» **Extract to read**:
▶
Now, consider a new form of AI that has been developed, called ChatGPT.  WORLD Magazine published a story on its website recently - it said:

On Nov. 30, the artificial intelligence research company OpenAI launched ChatGPT, an AI chatbot program that can answer conversational questions, create computer code, and write in a variety of styles. OpenAI programmed the free software using data collected from books, internet articles, and human feedback.
The article quoted from Luke Phillips, who is Executive Director of Marketing and Enrollment at Pepperdine’s Graduate School of Education and Psychology, who said: “You have a technology that can write songs and things that historically only humans have ever been able to do,” adding, “Even its first iteration was, I think, far superior to other other AI solutions.”

How quaint, right?  And how dangerous - and educational institutions are taking notice; WORLD states:
As ChatGPT gained users that tested its ability to write essays, generate tests, and solve complex equations, educators began raising concerns about cheating. In early January, New York City schools blocked access to the ChatGPT website on school devices and networks. Universities in Australia returned to handwritten exams after students were caught using AI to write essays. Colleges across the United States are scrambling to adjust curriculum and academic integrity policies to account for the use of AI tools.
◀
[Stored data entries]
▶
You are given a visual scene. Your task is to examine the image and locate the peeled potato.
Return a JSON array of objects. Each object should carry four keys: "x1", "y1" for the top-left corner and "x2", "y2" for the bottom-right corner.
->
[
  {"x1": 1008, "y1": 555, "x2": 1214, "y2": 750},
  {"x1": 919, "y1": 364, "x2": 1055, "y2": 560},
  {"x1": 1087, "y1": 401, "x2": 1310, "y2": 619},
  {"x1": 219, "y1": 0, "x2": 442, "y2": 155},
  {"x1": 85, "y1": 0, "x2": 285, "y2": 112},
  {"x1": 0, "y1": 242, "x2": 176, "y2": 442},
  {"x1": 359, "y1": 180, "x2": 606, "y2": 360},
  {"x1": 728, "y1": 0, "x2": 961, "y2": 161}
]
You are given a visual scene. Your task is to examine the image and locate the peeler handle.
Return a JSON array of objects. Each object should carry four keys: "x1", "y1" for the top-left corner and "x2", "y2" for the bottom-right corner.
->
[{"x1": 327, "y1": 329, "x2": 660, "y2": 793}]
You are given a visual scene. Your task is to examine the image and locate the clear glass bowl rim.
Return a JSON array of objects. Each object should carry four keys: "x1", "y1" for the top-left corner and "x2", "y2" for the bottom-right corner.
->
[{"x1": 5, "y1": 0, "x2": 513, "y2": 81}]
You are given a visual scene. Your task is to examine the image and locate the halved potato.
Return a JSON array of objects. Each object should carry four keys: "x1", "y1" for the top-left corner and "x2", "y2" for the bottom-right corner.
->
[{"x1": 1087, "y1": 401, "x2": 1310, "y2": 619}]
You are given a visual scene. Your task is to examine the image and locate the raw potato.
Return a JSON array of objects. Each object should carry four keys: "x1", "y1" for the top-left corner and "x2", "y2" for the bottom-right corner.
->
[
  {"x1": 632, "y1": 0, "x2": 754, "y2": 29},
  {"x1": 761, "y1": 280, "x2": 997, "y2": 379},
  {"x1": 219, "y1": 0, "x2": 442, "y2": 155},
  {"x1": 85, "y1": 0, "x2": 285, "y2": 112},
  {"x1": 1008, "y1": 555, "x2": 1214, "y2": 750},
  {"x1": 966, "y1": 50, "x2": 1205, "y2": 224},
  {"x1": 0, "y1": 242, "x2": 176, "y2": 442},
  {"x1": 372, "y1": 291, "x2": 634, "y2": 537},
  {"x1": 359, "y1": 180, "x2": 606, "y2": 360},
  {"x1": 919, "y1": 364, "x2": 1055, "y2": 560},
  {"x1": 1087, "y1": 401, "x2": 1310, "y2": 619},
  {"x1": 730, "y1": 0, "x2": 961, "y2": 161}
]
◀
» **Problems to work on**:
1. Answer these from the ChatGPT passage:
(a) On what date did OpenAI launch ChatGPT?
(b) What position does Luke Phillips hold?
(c) What did New York City schools do in early January?
2. Duplicate the ChatGPT passage, starting with "Now, consider a" and going on through "and human feedback.".
3. List every source of data that, according to the ChatGPT passage, OpenAI used to program the software.
The listing has no role in any of this.

» **Set of answers**:
1.
(a) Nov. 30
(b) Executive Director of Marketing and Enrollment at Pepperdine's Graduate School of Education and Psychology
(c) They blocked access to the ChatGPT website on school devices and networks.

2.
Now, consider a new form of AI that has been developed, called ChatGPT.  WORLD Magazine published a story on its website recently - it said:

On Nov. 30, the artificial intelligence research company OpenAI launched ChatGPT, an AI chatbot program that can answer conversational questions, create computer code, and write in a variety of styles. OpenAI programmed the free software using data collected from books, internet articles, and human feedback.

3. books, internet articles, human feedback